(Items listed in a dataset)
☆ ☆ ☆ ☆

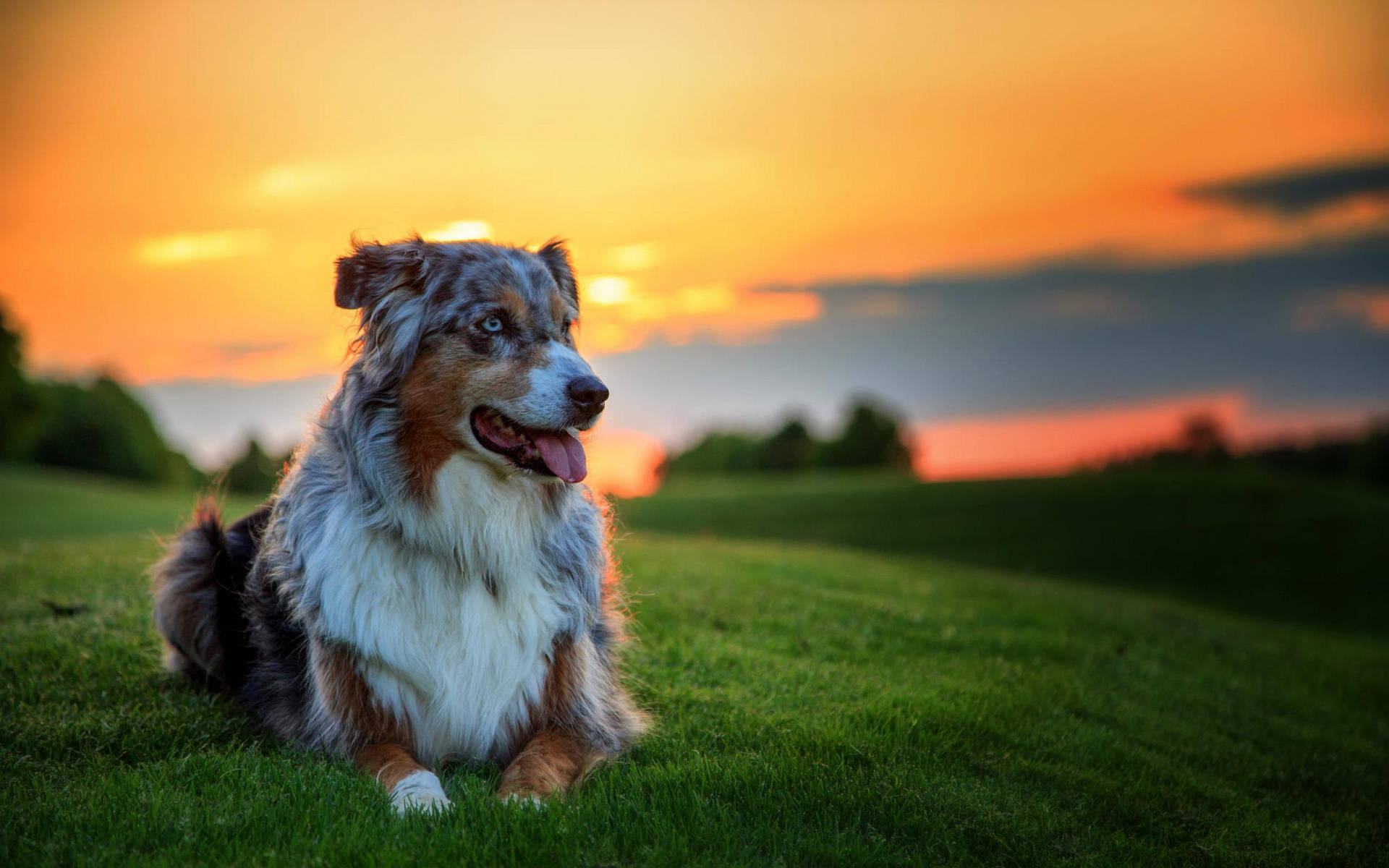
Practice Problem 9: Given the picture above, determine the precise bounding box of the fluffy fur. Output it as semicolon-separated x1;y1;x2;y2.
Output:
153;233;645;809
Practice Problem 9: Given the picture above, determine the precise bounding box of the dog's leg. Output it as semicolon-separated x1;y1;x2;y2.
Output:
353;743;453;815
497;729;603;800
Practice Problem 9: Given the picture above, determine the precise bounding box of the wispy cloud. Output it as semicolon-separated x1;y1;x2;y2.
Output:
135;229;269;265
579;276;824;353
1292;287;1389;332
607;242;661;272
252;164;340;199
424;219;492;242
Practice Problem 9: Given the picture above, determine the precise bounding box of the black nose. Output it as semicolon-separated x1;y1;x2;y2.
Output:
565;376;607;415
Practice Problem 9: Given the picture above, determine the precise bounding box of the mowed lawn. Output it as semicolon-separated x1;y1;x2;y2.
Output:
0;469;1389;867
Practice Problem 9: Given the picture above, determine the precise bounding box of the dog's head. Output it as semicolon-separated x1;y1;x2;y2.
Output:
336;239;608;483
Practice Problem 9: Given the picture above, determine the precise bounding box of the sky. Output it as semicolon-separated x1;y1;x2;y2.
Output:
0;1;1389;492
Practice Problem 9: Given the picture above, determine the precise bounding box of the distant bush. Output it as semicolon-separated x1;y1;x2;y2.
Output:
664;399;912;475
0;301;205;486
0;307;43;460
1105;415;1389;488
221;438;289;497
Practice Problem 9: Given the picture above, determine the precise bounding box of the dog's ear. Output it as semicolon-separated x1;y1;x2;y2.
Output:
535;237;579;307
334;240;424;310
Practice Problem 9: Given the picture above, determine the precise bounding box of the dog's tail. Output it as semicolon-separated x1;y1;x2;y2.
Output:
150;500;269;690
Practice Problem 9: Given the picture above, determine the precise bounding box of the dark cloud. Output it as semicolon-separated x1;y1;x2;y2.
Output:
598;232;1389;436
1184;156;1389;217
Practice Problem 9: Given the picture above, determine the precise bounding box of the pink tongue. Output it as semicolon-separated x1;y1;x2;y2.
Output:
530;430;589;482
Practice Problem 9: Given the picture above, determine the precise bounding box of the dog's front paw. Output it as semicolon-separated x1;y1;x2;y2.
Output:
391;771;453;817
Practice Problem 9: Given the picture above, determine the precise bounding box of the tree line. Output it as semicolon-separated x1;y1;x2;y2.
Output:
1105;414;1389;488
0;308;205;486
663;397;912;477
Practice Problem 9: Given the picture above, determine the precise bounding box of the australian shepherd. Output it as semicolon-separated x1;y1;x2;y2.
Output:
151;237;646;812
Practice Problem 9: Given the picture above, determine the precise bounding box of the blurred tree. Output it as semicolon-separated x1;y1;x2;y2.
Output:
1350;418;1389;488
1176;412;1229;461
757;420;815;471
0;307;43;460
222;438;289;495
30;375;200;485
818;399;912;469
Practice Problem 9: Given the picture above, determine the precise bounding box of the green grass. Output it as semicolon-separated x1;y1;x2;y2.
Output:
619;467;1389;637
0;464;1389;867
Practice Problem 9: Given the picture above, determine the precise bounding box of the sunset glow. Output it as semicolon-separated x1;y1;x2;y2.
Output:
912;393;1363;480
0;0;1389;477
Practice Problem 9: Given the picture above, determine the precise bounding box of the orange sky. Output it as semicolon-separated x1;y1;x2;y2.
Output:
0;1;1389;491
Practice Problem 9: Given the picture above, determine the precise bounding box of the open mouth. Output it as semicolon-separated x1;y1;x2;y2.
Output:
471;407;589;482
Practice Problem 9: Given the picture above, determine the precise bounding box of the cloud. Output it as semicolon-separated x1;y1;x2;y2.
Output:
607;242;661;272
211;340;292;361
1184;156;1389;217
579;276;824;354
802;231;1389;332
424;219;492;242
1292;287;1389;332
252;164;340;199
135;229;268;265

☆ ☆ ☆ ☆

▸ **TASK DETAILS**
Each line from the one containing "orange sky. Output it as semicolon-separated x1;y1;x2;y2." through the end of the entries, both included, is to be returned exactly, with no other lines.

▸ **SOLUTION FOR THIS EXERCISE**
Practice Problem 9: Given the picture above, determine the precise bounding box of the orange sky. Output it as semicolon-separated x1;y1;x2;y2.
Output:
0;1;1389;491
Practice Problem 9: Given the picture above, determine the precise bounding box of the open mouth. Output it as semicolon-separated x1;y1;x2;y2.
Output:
471;407;589;482
Practice Problem 9: Given the picture above, determine the precise bounding box of the cloud. Output it as semicolon-separated x1;y1;x2;y2.
Output:
607;242;661;272
211;340;292;361
1184;156;1389;217
579;276;824;354
802;231;1389;332
424;219;492;242
1292;287;1389;332
252;164;340;199
135;229;268;265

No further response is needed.